╭─ Data shown

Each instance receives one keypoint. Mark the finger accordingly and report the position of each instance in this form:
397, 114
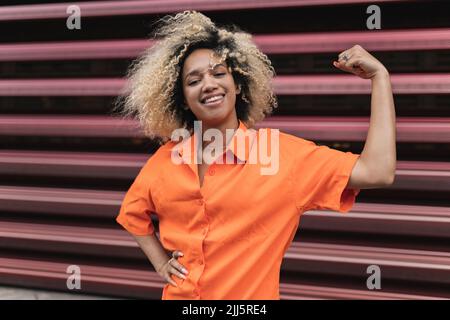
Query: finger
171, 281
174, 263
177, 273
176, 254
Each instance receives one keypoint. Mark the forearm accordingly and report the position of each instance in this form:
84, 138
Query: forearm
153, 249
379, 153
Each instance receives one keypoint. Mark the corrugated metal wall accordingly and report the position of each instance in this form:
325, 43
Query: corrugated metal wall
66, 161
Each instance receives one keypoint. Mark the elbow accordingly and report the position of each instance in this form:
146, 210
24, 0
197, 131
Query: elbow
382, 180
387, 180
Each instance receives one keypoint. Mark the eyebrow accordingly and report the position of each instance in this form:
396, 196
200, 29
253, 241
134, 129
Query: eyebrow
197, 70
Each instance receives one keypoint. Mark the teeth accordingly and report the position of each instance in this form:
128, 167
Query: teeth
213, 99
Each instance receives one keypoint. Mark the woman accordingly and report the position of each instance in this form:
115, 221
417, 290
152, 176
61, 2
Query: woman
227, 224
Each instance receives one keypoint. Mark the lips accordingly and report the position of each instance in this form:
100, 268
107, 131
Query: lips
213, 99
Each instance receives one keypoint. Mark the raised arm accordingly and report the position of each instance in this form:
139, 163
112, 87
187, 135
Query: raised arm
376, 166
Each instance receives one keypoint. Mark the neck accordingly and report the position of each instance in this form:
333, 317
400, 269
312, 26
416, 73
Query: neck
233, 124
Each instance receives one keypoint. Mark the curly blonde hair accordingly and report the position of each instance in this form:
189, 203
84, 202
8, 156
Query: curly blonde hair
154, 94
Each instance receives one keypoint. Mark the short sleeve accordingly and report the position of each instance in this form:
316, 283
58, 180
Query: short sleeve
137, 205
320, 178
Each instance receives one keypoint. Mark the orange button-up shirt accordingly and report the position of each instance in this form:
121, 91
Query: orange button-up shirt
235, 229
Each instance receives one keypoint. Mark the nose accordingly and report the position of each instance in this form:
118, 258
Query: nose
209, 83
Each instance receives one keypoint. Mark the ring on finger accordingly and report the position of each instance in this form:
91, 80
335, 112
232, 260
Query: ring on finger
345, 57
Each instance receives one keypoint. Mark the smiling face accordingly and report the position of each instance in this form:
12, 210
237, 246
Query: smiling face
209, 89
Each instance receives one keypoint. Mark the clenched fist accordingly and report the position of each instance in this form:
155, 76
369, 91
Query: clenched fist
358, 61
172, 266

╰─
╭─ Data shown

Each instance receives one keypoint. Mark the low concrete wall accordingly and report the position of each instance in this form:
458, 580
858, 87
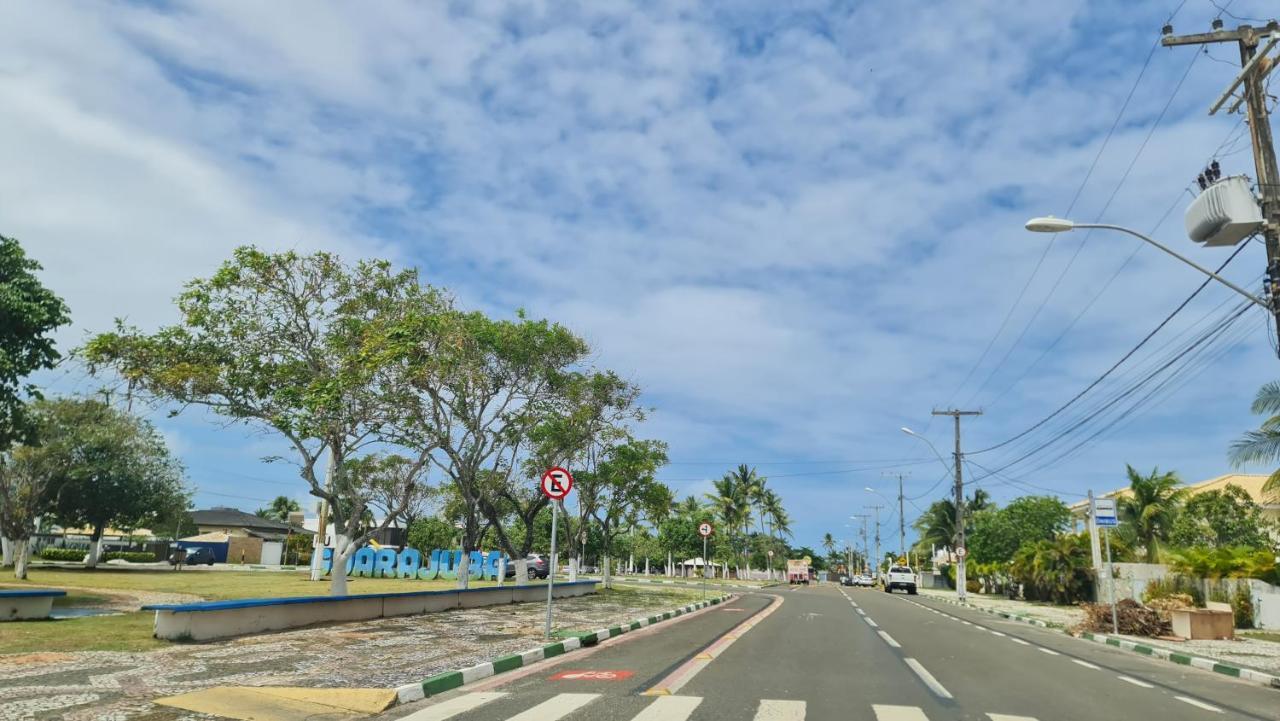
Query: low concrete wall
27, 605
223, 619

╰─

> _What you are asked to do_: Look above for the line with "Each instance receives one keypoint. Mark the finger" and the line with "Each instance receives one keypoint. Mark the short", then copy exactly the lines from the first through the second, both kept, with no pictures.

> _Answer to the problem_:
Each instance receives one keypoint. Mark the finger accordingly and report the position of each instance in this form:
397, 114
Query: finger
171, 281
174, 263
177, 273
176, 254
Each instance receives one keypoint. Mark the forearm accordingly and report the position of each instance in this form:
84, 138
Query: forearm
153, 249
379, 153
Each instance receives one keypoint. Mark the corrugated metal wall accordingly and report the position of each instance in this form:
325, 43
Query: corrugated metal wall
66, 161
Each instance receives one keypoint. Mark the elbow accordingly and report the position of each instance in this form:
146, 210
24, 0
197, 131
Query: elbow
382, 180
387, 180
Each instance receives one keypoint. Mark the eyebrow accordingly and report the position of each instance in this form:
396, 196
200, 29
253, 241
134, 129
Query: eyebrow
197, 70
Each instance receives one keypoint. Mark the teeth accordingly and report the position of each instance in this form:
128, 167
Query: teeth
213, 99
Each instance receives one keypoint. Mark the woman accordingly and report the position of each instance in this form:
115, 221
417, 290
152, 176
61, 2
Query: woman
227, 224
Each instance receives one keypoint. Mark the lips accordingly and report the position of each instance in this form:
100, 268
107, 131
Query: lips
213, 99
Each instance receives one keypoint. Mark the raised arm accordingly and report the position of each instance in this form:
139, 163
112, 87
187, 135
Query: raised arm
376, 166
Each instance receives one keypoint. Mark the neck accordingly and report the position of each instance in this form:
333, 317
400, 269
312, 26
416, 73
Query: neck
233, 124
Each instance receives one keypoint. Mark the curly blonde hair accordingly and report the position of each instance in this form:
189, 203
84, 202
8, 156
Query: curly blonde hair
154, 94
Each instance receives one keypoint. Mark the short sleeve accordingly and report the position of each instance in this form:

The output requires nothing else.